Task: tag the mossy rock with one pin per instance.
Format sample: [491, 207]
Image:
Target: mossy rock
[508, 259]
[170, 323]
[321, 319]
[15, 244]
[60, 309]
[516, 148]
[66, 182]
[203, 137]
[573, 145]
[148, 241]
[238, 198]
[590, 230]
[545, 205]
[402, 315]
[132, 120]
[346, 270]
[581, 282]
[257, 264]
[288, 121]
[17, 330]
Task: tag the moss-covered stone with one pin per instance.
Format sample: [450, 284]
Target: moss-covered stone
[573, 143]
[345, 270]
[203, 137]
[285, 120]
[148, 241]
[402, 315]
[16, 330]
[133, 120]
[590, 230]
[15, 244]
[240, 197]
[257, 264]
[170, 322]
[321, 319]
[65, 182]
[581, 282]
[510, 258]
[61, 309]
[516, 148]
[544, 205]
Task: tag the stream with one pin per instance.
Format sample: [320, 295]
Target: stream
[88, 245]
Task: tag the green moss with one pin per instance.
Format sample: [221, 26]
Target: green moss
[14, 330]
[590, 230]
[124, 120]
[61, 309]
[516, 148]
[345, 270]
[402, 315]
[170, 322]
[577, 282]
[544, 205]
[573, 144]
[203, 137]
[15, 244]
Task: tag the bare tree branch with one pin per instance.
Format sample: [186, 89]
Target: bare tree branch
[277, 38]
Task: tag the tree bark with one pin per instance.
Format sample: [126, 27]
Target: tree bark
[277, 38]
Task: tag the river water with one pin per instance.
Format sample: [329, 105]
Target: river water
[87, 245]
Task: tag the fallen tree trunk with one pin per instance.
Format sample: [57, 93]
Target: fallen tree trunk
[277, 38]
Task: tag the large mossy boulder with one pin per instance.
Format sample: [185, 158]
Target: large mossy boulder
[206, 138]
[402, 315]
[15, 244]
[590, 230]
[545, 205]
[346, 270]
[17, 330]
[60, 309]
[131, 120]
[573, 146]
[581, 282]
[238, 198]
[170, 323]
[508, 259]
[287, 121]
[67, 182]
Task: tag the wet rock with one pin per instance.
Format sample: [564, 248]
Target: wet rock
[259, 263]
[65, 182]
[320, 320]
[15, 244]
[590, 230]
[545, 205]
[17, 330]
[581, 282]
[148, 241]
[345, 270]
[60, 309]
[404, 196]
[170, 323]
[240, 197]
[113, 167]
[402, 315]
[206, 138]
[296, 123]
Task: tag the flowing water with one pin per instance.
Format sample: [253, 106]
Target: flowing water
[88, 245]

※ ※ ※

What is being asked :: Could you reproduce, character for character, the lines starting with the one containing "Task: tag the flowing" and continuing through the end of the items?

Solution for this exercise ::
Task: tag the flowing water with one pin per instance.
Format sample: [253, 106]
Target: flowing water
[88, 245]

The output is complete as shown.